=== Document segment ===
*** Begin section ***

Whereas in a pdf from the EPA at the bottom of this page says passenger cars and light-duty trucks produced 1,046 million metric tons of CO2 in 2021.

So to recap, all maritime shipping in the world produced only slightly more CO2 than the passenger cars and light trucks only in the United States.

[–] thantik@lemmy.world 1 points 1 year ago (1 children)

Damn, thanks for the rebuttal -- Do you have any other sources that are closer to 2022? Covid REALLY did a fucking number on everything from shipping to travel, both reducing travel and increasing shipping - so I'm concerned that those numbers may be a little different in a post-covid world. Still, very enlightening facts!

[–] ltxrtquq@lemmy.ml 3 points 1 year ago

I do not. The previous study of its kind from the IMO was from 2014 and looked at the years 2007-2012, so it seems to take a few years for them to be able to put all the information together.

[–] bstix@feddit.dk 7 points 1 year ago

The thing is that the 1 container ship transports a hell of lot more actual cargo from one place to the other than personal cars, which are mostly used for commuting lazy buttchecks back to where they came from in the morning.

[–] grue@lemmy.world 2 points 1 year ago* (last edited 1 year ago) (2 children)

I always have felt like blaming cars, of all things, misses the bigger picture.

On the contrary, doing anything other than blaming cars misses the bigger picture that car-dependent development is what drives, directly or indirectly, almost all the pollution except for industry and agriculture:

  1. The emissions of the cars themselves, of course.

  2. The emissions associated with producing all the extra concrete you need to build places to store the cars, as well as wider roads to fit all the traffic. (EDIT: and longer roads, for that matter, because inserting all the space for car storage forces your destinations to be further apart!)

  3. The emissions associated with restrictive low-density zoning codes forcing 90% of the population to live in single-family homes exposed to the environment on all six sides, instead of giving them the freedom to choose to live in denser housing where shared walls increase thermal efficiency.

[–] squaresinger@feddit.de 3 points 1 year ago

Don't forget that even if you have a lawn and a few trees/flowers on your single-family home backyard, that area is mostly dead to nature.

So spreading the suburbs out that much means that much more nature will be destroyed.

[–] GBU_28@lemm.ee -1 points 1 year ago (1 children)

You even said it.

Car dependent development. There's your actual enemy.

Susie buying a car to get to work every day because cycling is not feasible is not your enemy.

[–] grue@lemmy.world 1 points 1 year ago (1 children)

Why are you trying to rebut an argument I didn't make?

[–] GBU_28@lemm.ee -1 points 1 year ago

"doing anything other than blaming cars"

"Car dependent society".

Blame the dependent society, not the vehicle within it

[–] echo64@lemmy.world 0 points 1 year ago* (last edited 1 year ago) (1 children)

i feel like you probably didn't realize what community you are posting in. this is the anti-car community. not the better car community, the anti-car community.

[–] thantik@lemmy.world 1 points 1 year ago* (last edited 1 year ago)

No I realized damn well what community I was posting in. That's the great thing about intellectual discourse, is the ability to argue a cause based on its merits in order to refine an opinion or idea to its ultimate ends. Without dissenting opinions being allowed, all you do is isolate yourself into an echo chamber where your opinions are never challenged and get ever-more extreme to the point of comedic proportions. You need your ideas challenged so that you can make an educated and refined argument. Additionally, my arguments allow me to be open to correction and I can update my own opinions based on arguments made against my statements as well. I know the internet has taught many people that argument = bad, but true discourse invites other opinions that may not necessarily agree. I, in my propensity to wish for the best in humanity, am of the hopes that I can achieve that here on a platform where I assume that people are slightly more intelligent because they had the foresight to leave the previous platform which has been overrun with anti-intellectualism.

*** End section ***

=== Work order 1 ===
List each distinct username that appears in a comment header in the discussion thread, in order of first appearance.
=== Work order 2 ===
Reproduce the passage of the discussion thread starting with "Damn, thanks for" and going on through "the information together.".

=== Data listing ===
*** Begin section ***

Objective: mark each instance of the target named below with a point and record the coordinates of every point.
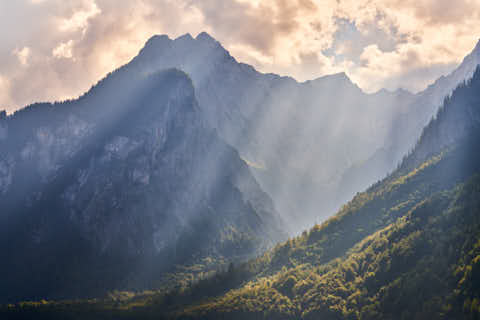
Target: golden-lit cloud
(56, 49)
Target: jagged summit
(204, 36)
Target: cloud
(60, 48)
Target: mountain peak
(185, 37)
(477, 47)
(204, 36)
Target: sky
(55, 49)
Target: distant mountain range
(406, 248)
(185, 160)
(310, 145)
(115, 189)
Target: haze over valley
(186, 184)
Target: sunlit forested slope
(406, 248)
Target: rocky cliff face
(298, 138)
(117, 187)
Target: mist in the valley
(310, 145)
(157, 167)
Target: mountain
(406, 248)
(119, 188)
(298, 138)
(406, 128)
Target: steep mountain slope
(118, 187)
(408, 247)
(297, 137)
(406, 128)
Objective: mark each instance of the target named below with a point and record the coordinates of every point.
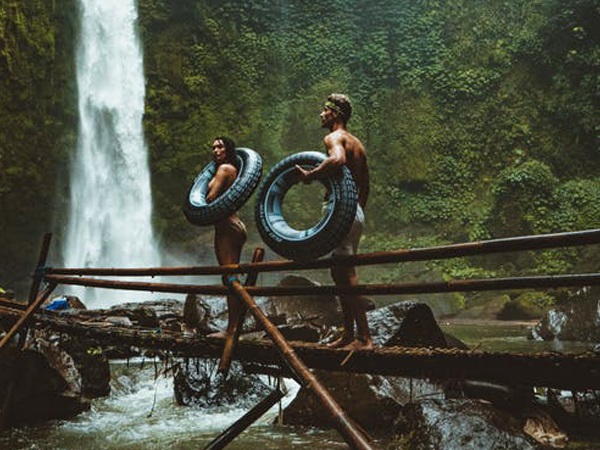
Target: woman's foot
(218, 335)
(358, 344)
(341, 342)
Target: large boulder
(407, 324)
(197, 384)
(43, 384)
(372, 401)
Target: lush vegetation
(481, 117)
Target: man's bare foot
(358, 344)
(218, 335)
(341, 342)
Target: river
(141, 412)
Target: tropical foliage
(481, 117)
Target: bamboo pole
(38, 275)
(513, 244)
(245, 421)
(232, 339)
(354, 438)
(551, 281)
(549, 369)
(27, 314)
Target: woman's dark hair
(230, 154)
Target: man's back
(356, 160)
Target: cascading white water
(110, 213)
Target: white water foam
(110, 213)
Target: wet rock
(301, 332)
(459, 425)
(197, 384)
(541, 427)
(577, 318)
(319, 310)
(91, 362)
(360, 395)
(38, 389)
(578, 412)
(371, 401)
(407, 323)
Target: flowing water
(111, 203)
(141, 412)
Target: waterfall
(109, 222)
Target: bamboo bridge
(548, 369)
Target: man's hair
(341, 105)
(230, 155)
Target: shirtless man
(230, 233)
(344, 148)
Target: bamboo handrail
(520, 243)
(25, 315)
(245, 421)
(551, 281)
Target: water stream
(110, 212)
(141, 411)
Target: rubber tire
(199, 212)
(322, 238)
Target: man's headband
(334, 107)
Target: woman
(230, 233)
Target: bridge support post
(344, 424)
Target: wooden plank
(546, 369)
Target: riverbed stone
(576, 318)
(39, 391)
(459, 424)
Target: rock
(39, 392)
(406, 323)
(301, 332)
(197, 384)
(374, 401)
(541, 427)
(371, 401)
(320, 310)
(459, 424)
(575, 319)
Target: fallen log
(546, 369)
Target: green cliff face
(480, 118)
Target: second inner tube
(323, 237)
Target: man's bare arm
(335, 160)
(222, 179)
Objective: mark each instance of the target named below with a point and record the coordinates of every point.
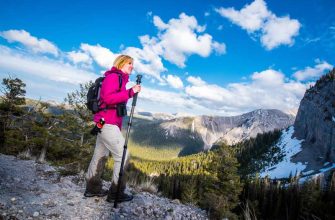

*** End section ***

=== Expected answer 1 ===
thantik@lemmy.world
ltxrtquq@lemmy.ml
bstix@feddit.dk
grue@lemmy.world
squaresinger@feddit.de
GBU_28@lemm.ee
echo64@lemmy.world

=== Expected answer 2 ===
Damn, thanks for the rebuttal -- Do you have any other sources that are closer to 2022? Covid REALLY did a fucking number on everything from shipping to travel, both reducing travel and increasing shipping - so I'm concerned that those numbers may be a little different in a post-covid world. Still, very enlightening facts!

[–] ltxrtquq@lemmy.ml 3 points 1 year ago

I do not. The previous study of its kind from the IMO was from 2014 and looked at the years 2007-2012, so it seems to take a few years for them to be able to put all the information together.